**Assigned task**
Transcribe the data in full and exactly, omitting any pictures.

**Stored items**
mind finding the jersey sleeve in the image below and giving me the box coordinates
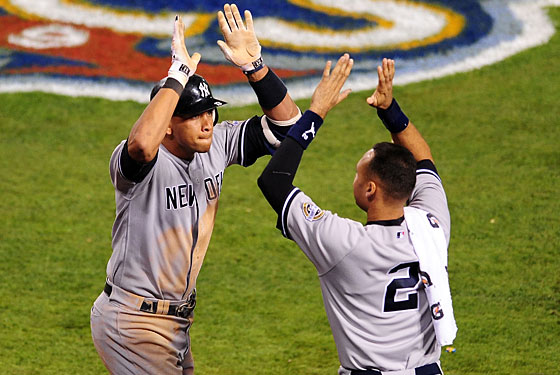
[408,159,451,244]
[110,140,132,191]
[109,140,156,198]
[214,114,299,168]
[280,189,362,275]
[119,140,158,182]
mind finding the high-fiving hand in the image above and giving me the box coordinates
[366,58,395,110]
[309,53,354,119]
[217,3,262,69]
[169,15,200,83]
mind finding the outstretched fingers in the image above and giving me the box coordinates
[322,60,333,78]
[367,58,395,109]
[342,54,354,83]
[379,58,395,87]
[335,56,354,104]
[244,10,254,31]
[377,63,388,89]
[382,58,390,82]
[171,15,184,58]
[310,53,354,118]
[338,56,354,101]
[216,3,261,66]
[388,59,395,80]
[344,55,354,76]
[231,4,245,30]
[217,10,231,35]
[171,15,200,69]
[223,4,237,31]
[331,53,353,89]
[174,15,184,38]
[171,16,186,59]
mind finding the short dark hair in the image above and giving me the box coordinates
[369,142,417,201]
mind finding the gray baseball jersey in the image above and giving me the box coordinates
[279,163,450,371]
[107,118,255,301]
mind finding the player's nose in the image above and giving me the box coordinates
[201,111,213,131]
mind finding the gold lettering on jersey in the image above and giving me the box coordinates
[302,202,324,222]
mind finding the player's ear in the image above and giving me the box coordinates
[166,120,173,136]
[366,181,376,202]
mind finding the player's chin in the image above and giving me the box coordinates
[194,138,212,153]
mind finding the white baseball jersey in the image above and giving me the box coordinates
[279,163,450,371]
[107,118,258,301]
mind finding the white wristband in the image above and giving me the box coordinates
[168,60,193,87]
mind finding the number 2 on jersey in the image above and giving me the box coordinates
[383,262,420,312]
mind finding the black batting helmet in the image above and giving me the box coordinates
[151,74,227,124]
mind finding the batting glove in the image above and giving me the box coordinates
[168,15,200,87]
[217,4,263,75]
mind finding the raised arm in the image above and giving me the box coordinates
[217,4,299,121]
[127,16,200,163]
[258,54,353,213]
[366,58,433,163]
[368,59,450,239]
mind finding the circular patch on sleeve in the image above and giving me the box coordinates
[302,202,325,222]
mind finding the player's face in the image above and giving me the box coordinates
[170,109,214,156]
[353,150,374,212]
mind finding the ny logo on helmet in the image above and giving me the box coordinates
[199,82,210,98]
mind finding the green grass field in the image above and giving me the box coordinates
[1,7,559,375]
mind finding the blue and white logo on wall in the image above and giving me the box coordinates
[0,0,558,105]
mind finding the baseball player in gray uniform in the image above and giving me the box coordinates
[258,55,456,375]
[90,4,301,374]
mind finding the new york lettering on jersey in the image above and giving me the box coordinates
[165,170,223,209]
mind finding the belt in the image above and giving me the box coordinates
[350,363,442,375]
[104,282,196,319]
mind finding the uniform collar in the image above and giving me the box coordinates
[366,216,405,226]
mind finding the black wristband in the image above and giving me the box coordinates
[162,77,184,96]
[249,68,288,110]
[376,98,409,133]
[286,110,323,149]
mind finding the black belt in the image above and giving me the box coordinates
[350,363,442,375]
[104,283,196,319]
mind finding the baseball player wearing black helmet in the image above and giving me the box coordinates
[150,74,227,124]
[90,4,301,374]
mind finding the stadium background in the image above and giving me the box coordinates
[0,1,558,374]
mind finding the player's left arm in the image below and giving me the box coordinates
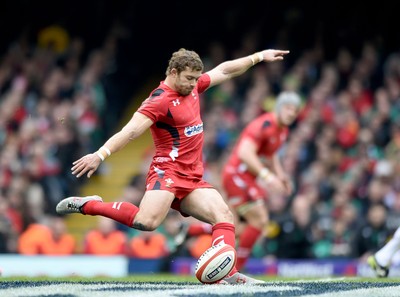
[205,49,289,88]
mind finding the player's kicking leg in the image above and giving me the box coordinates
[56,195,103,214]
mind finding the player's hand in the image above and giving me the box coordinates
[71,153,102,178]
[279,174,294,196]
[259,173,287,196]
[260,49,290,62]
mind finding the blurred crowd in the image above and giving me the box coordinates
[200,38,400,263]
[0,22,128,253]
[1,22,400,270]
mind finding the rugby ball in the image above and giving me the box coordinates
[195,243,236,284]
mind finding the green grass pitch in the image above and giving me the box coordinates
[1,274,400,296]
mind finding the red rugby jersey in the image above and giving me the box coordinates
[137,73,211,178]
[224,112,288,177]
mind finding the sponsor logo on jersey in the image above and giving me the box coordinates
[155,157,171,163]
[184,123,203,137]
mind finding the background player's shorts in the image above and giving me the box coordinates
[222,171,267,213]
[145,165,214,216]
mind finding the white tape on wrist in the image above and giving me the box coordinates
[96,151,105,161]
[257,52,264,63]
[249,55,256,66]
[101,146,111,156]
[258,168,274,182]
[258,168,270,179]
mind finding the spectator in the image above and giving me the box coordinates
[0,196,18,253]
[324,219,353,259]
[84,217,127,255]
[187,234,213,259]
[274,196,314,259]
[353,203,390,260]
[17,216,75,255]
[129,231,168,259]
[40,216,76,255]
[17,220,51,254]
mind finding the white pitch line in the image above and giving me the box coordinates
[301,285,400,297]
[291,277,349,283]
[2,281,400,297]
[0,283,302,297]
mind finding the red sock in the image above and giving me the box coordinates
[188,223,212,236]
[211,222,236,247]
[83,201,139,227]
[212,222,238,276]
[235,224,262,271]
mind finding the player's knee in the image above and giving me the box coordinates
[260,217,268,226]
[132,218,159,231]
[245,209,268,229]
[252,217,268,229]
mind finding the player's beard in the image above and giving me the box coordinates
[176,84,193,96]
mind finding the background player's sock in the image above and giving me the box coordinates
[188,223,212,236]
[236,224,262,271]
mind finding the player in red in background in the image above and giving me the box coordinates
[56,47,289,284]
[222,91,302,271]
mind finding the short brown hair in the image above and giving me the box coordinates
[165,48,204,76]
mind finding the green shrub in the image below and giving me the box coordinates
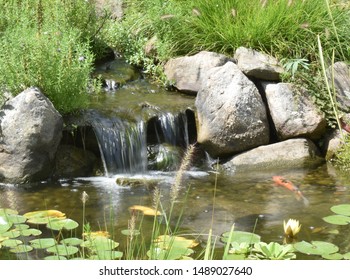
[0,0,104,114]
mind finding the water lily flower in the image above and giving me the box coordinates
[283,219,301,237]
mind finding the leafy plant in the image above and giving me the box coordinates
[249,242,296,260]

**Your response**
mind finding the jersey sleeve in the image below and giving me the box coordinates
[408,159,451,244]
[110,140,132,191]
[109,140,156,198]
[214,114,299,168]
[280,189,362,275]
[119,140,158,182]
mind finding the high-fiving hand in the image above and giving me the box coordinates
[366,58,395,110]
[309,53,354,119]
[217,3,262,69]
[169,15,200,83]
mind finding the outstretched fingers in the image above and giving me the box coordinates
[322,60,333,78]
[367,58,395,109]
[342,54,354,83]
[379,58,395,87]
[335,56,354,104]
[244,10,254,31]
[377,63,388,89]
[382,58,390,82]
[171,15,184,58]
[310,53,354,118]
[338,56,354,101]
[216,3,261,66]
[388,59,395,80]
[344,55,354,76]
[231,4,245,30]
[217,10,231,35]
[171,15,200,69]
[223,4,237,31]
[331,53,353,89]
[174,15,184,38]
[171,16,186,59]
mind finding the short dark hair in the image above and giving me the box coordinates
[369,142,417,201]
mind finding the gray baseball jersey in the image above and giving me the box coordinates
[279,163,450,371]
[107,118,255,301]
mind finding the player's nose in the image above and giving me the box coordinates
[201,111,213,131]
mind finding the gold lettering on jersey in the image above and giving me the box coordinates
[302,202,324,222]
mind finding the player's ear in the image above and giving me the box coordinates
[166,120,173,136]
[366,181,376,202]
mind finding the player's chin in the image above and giving me the box coordinates
[194,138,212,153]
mind finding the white baseball jersey in the image above and giving me the box coordinates
[279,163,450,371]
[107,118,258,301]
mind finding the white wristband in the image above and giving me the box coordinates
[168,60,193,87]
mind finding the number 2 on jersey in the image above and giving me the box coordinates
[383,262,420,312]
mind finding the black batting helmet in the image above and giving me the box coordinates
[151,74,227,124]
mind finding the batting glove in the image above and giving me the box coordinates
[168,15,200,87]
[217,4,263,75]
mind finding the raised arm in the image above and giving me the box coordinates
[217,4,299,121]
[127,16,200,163]
[258,54,353,213]
[366,58,433,163]
[368,59,450,239]
mind finding the circular patch on sleeve in the image above and giving me the box coordinates
[302,202,325,222]
mind finding the player's face in the image above and giving me the box coordinates
[170,109,214,156]
[353,150,374,212]
mind finding the ny logo on helmet in the image above and giving me the box coordinates
[199,82,210,98]
mind finding the green grass field in the image above and giving me the box coordinates
[1,7,559,375]
mind finding the blue and white logo on wall in the image above and giving me the box coordinates
[0,0,558,105]
mind finding the baseball player in gray uniform in the image above and giving me the box coordinates
[258,55,456,375]
[90,4,301,374]
mind finding the new york lettering on jersey in the image above and giving me the box coordinates
[165,170,223,209]
mind finding the belt in the image above and giving me the box coordinates
[350,363,442,375]
[104,282,196,319]
mind finding the uniform collar in the image above and giving me the box coordinates
[366,216,405,226]
mind finding the black wristband in the image above and giving me the box coordinates
[162,77,184,96]
[249,68,288,110]
[376,98,409,133]
[286,110,323,149]
mind finding the black belt in the image above and giving me the box coordinates
[350,363,442,375]
[104,283,196,319]
mind finding the baseball player wearing black helmet in the image above and giving me the box coordinates
[150,74,227,124]
[90,4,301,374]
mind finding the stadium background in the image above and giving me the box coordinates
[0,1,558,374]
mind finding the player's left arm in the image below and giving me the box coordinates
[205,49,289,88]
mind finding the player's kicking leg in the image above and giving me the box coordinates
[56,195,103,214]
mind finding the player's hand in the image above and giving me the box coordinates
[71,153,102,178]
[279,174,294,196]
[259,173,287,196]
[260,49,290,62]
mind finding the blurred crowd in the image above and giving me the box coordinates
[200,38,400,263]
[0,22,128,253]
[1,22,400,270]
mind finding the rugby ball in the image above and giving me the box coordinates
[195,243,236,284]
mind finding the green grass pitch in the image above and giving me the box coordinates
[1,274,400,296]
mind finding the red rugby jersey in the image above and giving me the box coordinates
[137,73,211,178]
[224,112,288,177]
mind finding the sponsor logo on jersey in the image above and giving me the box coordinates
[155,157,171,163]
[184,123,203,137]
mind finding the background player's shorts in the image above and giving me the box coordinates
[222,171,267,213]
[145,165,214,216]
mind finding the white tape on wrist in the image above and giving me the box coordinates
[96,151,105,161]
[257,52,264,63]
[249,55,256,66]
[101,146,111,156]
[258,168,274,182]
[258,168,270,179]
mind finding the spectator in the image above and giving me the box coordinates
[0,196,18,253]
[324,219,353,259]
[84,217,127,255]
[187,234,213,259]
[274,196,314,259]
[353,203,390,260]
[17,216,75,255]
[129,231,168,259]
[40,216,76,255]
[17,220,51,254]
mind finding the white pitch line in the image above and giving me the box coordinates
[301,285,400,297]
[291,277,349,283]
[2,281,400,297]
[0,283,302,297]
mind finding the red sock in the image above and giving me the box coordinates
[188,223,212,236]
[211,222,236,247]
[83,201,139,227]
[212,222,238,276]
[235,224,262,271]
mind finding the player's knee in the image above and giving me the box coordinates
[260,217,268,226]
[132,218,159,231]
[245,209,268,229]
[252,217,268,229]
mind finding the player's beard in the image above and giving me the box coordinates
[176,84,193,96]
mind finding the background player's sock in the image above and giving me the box coordinates
[188,223,212,236]
[236,224,262,271]
mind finding the player in red in background in the image above and giving me the box coordinates
[56,47,289,284]
[222,91,302,271]
mind finding the short brown hair in the image above and giving me the box coordinates
[165,48,204,76]
mind finding the green shrub in the image below and giving me the box coordinates
[0,0,104,114]
mind finding the water lily flower in the image above and giving me the box coordinates
[283,219,301,237]
mind finding the leafy plant in the image above and giving me the box coordinates
[249,242,296,260]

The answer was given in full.